Now, this isn't to say that we want people to get arrested so that they finally realize they have a problem. We definitely don't want that to happen, we want that to be the last resort. But what it teaches us is that when there is some kind of accountability often by an external actor, maybe an employer, if it's not long-term, maybe a parent, maybe a best friend or a sibling when that happens more often than not, that can be a positive. It can be turning to something very positive to allow that person to change. Obviously, what we don't want is to handcuff people who are using drugs and then throw them in prison for long sentences and just sort of imagine that they're going to somehow get miraculously better. That's not what we're talking about. But if we can think about the accountability mechanism and what that means from a policy point of view, we can go a long way. And so when I was able to talk to Judge Steve Allman in Hawaii about his probation program that has reduced methamphetamine use by prisoners by more than 70% people that were totally non-responsive to treatment, non-responsive to any outreach efforts, but actually had a credible threat hanging over their head nine times out of 10, that thread never had to be carried out, which obviously is the best kind of thread, one that you never have to carry out. And so if we can learn from these kinds of principles and implement them in a, you know, on a wide scale. We can, you know, make huge inroads on this issue.

Speaker 1:

So I think we can never underestimate the power of, you know, people who want to make money off of addiction with, you know, inventing some new reason about why they should. I mean, you know, 20 years ago it was medical marijuana, now it's medical psychedelics. We've heard about medical heroin. You know, there's never going to be, or at least I think no time soon is there going to be an end to those that want to exploit those with addiction for personal gain. I mean, this started from our country's founding. This started with alcohol, it started with tobacco, it's now happening with marijuana, it's happening with psychedelics, on and on. And what's the future in this?

--- Data for review ---
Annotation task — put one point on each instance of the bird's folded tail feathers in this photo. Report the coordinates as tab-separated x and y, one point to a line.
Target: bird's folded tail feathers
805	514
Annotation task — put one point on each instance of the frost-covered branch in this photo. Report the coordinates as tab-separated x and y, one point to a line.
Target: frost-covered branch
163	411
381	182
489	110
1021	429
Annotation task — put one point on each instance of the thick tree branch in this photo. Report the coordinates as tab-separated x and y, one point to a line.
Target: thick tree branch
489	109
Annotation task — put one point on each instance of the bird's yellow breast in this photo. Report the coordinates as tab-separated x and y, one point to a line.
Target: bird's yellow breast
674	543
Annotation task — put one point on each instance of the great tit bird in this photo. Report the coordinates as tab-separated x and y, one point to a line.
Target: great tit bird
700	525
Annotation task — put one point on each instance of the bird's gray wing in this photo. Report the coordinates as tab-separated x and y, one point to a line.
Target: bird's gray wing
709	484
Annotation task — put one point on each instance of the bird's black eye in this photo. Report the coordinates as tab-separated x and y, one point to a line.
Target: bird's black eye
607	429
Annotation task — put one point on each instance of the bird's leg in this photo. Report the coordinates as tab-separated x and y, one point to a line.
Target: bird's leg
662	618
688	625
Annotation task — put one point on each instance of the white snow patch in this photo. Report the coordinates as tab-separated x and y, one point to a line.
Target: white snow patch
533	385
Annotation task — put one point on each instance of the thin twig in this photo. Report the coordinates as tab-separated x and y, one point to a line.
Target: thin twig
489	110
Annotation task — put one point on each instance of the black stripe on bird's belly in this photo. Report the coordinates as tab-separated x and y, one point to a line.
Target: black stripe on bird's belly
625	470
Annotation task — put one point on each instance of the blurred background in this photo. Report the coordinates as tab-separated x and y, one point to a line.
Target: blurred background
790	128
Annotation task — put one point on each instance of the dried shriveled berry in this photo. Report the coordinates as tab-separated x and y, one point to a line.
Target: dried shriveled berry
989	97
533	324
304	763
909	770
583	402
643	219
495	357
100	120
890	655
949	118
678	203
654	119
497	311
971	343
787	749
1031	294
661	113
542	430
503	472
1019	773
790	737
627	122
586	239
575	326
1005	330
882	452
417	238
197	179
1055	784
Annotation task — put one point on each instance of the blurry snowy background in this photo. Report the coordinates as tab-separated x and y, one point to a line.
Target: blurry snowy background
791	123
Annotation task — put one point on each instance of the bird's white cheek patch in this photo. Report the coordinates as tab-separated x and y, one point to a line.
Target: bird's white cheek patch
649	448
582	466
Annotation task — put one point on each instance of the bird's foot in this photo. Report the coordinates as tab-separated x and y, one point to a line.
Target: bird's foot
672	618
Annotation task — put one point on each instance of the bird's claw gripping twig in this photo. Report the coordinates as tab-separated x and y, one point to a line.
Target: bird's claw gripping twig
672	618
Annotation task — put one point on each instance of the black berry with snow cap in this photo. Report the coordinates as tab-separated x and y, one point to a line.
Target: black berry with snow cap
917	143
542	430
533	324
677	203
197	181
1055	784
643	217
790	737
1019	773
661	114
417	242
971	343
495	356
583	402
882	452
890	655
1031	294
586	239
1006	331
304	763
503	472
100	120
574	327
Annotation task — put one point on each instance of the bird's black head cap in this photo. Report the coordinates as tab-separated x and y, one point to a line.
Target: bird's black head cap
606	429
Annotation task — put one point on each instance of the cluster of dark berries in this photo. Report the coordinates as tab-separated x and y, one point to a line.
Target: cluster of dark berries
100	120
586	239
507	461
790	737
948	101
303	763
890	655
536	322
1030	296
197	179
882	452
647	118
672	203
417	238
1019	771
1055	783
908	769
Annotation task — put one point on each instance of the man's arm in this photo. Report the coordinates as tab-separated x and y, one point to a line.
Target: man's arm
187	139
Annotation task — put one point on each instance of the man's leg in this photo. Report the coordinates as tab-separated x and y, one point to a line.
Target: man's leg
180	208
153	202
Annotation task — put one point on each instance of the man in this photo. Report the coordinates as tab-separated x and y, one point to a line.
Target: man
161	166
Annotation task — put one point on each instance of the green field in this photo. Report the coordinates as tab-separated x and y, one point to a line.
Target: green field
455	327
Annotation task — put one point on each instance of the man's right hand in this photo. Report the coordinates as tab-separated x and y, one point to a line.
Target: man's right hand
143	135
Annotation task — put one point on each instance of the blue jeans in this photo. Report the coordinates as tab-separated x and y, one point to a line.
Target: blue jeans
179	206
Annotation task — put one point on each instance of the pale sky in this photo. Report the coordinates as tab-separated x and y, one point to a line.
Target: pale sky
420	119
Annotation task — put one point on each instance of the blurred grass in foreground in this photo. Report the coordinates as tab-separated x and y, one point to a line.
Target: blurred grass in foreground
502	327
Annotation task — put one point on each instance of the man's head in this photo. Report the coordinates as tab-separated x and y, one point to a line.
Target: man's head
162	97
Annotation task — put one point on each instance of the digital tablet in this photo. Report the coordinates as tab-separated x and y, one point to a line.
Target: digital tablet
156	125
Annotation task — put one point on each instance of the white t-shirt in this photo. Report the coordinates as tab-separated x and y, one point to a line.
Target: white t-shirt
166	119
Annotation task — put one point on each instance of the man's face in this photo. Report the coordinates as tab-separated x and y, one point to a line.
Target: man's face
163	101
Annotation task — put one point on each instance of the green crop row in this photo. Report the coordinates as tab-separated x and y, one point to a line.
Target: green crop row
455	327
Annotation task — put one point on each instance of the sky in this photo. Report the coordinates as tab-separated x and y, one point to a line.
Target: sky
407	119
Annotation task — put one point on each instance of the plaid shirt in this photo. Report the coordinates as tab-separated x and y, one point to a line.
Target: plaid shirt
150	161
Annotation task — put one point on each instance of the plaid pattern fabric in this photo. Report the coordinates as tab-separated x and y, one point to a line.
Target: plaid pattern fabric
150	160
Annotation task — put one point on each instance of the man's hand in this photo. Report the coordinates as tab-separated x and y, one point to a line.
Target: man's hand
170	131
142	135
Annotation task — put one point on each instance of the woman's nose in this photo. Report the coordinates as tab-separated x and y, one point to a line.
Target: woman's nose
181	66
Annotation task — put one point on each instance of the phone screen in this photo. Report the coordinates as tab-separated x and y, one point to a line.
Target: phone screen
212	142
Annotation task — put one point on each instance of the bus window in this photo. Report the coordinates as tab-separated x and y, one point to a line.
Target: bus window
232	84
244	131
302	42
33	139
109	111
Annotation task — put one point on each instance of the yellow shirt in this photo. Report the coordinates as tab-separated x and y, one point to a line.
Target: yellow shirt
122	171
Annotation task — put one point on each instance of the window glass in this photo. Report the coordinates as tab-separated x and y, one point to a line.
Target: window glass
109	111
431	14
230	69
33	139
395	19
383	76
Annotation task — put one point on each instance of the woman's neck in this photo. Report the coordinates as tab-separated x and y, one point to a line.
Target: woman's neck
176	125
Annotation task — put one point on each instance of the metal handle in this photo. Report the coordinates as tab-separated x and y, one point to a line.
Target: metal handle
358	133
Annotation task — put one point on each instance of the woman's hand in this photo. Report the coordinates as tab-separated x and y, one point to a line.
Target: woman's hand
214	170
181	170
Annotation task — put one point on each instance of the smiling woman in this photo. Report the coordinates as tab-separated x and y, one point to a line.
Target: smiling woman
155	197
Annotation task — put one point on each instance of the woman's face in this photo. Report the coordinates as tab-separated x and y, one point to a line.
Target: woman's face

--- Assigned task A ---
In the addiction transcript, by how much did the Hawaii probation program reduce methamphetamine use by prisoners?
--- Assigned task B ---
Copy out the part of the addiction transcript starting with "So I think we" and going on through "future in this?".
--- Assigned task C ---
Continue the addiction transcript from its last sentence.

--- Result A ---
By more than 70%.

--- Result B ---
So I think we can never underestimate the power of, you know, people who want to make money off of addiction with, you know, inventing some new reason about why they should. I mean, you know, 20 years ago it was medical marijuana, now it's medical psychedelics. We've heard about medical heroin. You know, there's never going to be, or at least I think no time soon is there going to be an end to those that want to exploit those with addiction for personal gain. I mean, this started from our country's founding. This started with alcohol, it started with tobacco, it's now happening with marijuana, it's happening with psychedelics, on and on. And what's the future in this?

--- Result C ---
Speaker 1:

I think we have to embrace both sort of modern technology and there are modern medications that are absolutely in line with a recovery-oriented approach to this issue but also remember that sort of the biggest modern miracle is something that was pioneered 80 years ago and that's the 12 steps, that's the recovery programs that we have millions, tens of millions of people who have considered this the thing that saved their life, and I don't know of any medication in our field. That's done. That that doesn't mean there isn't room for medication, because we're only now adopting them. There's still stigma around medication. There's still stigma around people getting help and talking about this issue, just like there is with mental illness.

Speaker 1:

So we have to mature, you know, in our understanding of this as, again, not another false dichotomy of medication versus not medication, or treatment versus harm reduction, or criminalization versus legalization. We need to throw those dichotomies out, moving forward and understand that it truly will take a comprehensive approach, with prevention, I think, at the cornerstone, because if we can prevent somebody from using drugs by age 21, they are unlikely ever to use drugs and ever to be addicted. That's a remarkable statistic that I don't think a lot of people really grasp and understand. So if that is a guiding principle, if we can get treatment to everyone who wants it, and if we can convince 50% of people who don't want it that they should get treatment, the difference that we will make is tremendous. I want to especially thank everybody who reviewed early drafts of the book, including Luke Niferatos, charles Lehman, john Coleman, bertha Madras, bob DuPont. I want to thank people who helped me think through some of these concepts Keith Humphreys, sally Sattel and many more that I know I'm forgetting.